## GIVEN TEXT
>> Begin

Friday, October 19, 2007

Advent.

Signs of Emergence...

...But before the church can change, before I can change, before anything changes, comes waiting. A pause. A rest.

I have felt for sometime that I am having to learn, what I refer to as "Slowness". It's not laziness. Not unproductive. Not aimless. But slow. Gradual. Incremental. Subtle. And in this slowness I am finding patience, energy, focus, discipline, growth, change. The more I "slow" down, the more I accomplish. Weeks feel like months.

This is nature's way, decreeing as she does that movement from one direction to another cannot happen instantaneously.

The ship is turning just as surely as the earth is rotating. You don't necessarily feel it but you sense it, know it, experience it.

So against our hasty judgement, before we can experience the transformation that is vital to our survival, we will be required to wait. To be acted on gently, gracefully, and peacefully. Shaped, not crushed; guided, not dragged.

Matthew 16:18 tells us that Christ is building his church. Not you. Not me. Christ. We are caught up in his movement, his story, his work. We are joining him rather than asking him to join us. I really resonate with the author's words, "Acted on gently, gracefully, and peacefully. Shaped, not crushed; guided, not dragged."

>> End

## BRIEF A
According to the Advent post, what does the writer say they are finding in this slowness? List each thing named.

[Location identification entries]
>> Begin

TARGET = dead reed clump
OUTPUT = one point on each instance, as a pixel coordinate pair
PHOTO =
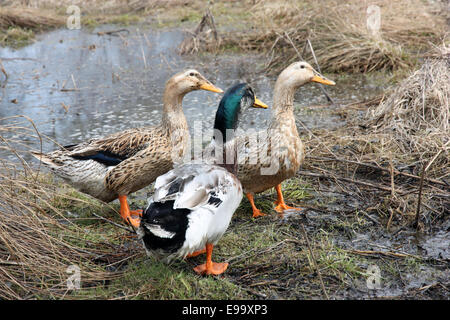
(204, 37)
(40, 245)
(339, 33)
(29, 18)
(417, 112)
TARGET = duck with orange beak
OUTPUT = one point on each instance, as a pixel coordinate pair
(113, 167)
(281, 153)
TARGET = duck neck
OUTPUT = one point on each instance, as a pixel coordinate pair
(283, 101)
(229, 156)
(173, 117)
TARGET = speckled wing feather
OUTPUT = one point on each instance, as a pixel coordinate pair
(192, 186)
(123, 144)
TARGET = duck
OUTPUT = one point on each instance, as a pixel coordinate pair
(115, 166)
(279, 152)
(193, 203)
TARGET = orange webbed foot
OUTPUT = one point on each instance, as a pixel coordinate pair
(257, 213)
(133, 217)
(215, 268)
(283, 206)
(196, 253)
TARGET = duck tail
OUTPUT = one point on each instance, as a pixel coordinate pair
(46, 159)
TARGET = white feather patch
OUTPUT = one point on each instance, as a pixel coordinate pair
(158, 231)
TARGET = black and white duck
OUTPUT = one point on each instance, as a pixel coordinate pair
(193, 203)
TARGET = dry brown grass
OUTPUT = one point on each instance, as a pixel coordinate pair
(38, 240)
(339, 34)
(400, 154)
(30, 18)
(416, 113)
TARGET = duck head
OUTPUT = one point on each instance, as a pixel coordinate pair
(300, 73)
(190, 80)
(236, 100)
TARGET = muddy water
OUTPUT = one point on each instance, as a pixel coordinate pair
(76, 84)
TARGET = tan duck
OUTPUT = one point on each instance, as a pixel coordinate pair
(122, 163)
(280, 152)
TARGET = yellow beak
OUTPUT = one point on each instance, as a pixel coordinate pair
(323, 80)
(259, 104)
(210, 87)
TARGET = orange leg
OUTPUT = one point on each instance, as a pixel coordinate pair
(196, 253)
(281, 205)
(256, 211)
(210, 267)
(130, 216)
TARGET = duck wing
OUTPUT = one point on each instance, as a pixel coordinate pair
(117, 147)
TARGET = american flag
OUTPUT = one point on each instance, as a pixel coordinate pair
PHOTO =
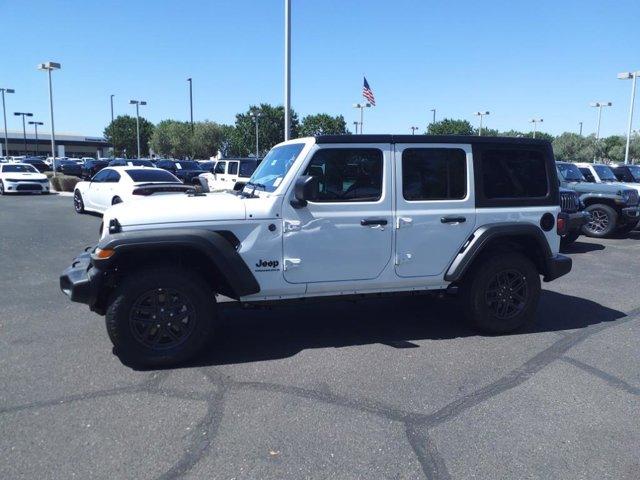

>> End

## BRIEF B
Quote the part of the listing that opens with the line containing "TARGET = orange leg" and runs through the end of the listing. Omit the pictures.

## WRITTEN SOLUTION A
patience, energy, focus, discipline, growth, change

## WRITTEN SOLUTION B
TARGET = orange leg
OUTPUT = one point on each instance, as a pixel coordinate pair
(196, 253)
(281, 205)
(256, 211)
(210, 267)
(130, 216)
TARGET = duck wing
OUTPUT = one point on each instance, as a pixel coordinate pair
(117, 147)
TARGET = american flag
OUTPUT = one point on each instance, as a pixel coordinate pair
PHOTO =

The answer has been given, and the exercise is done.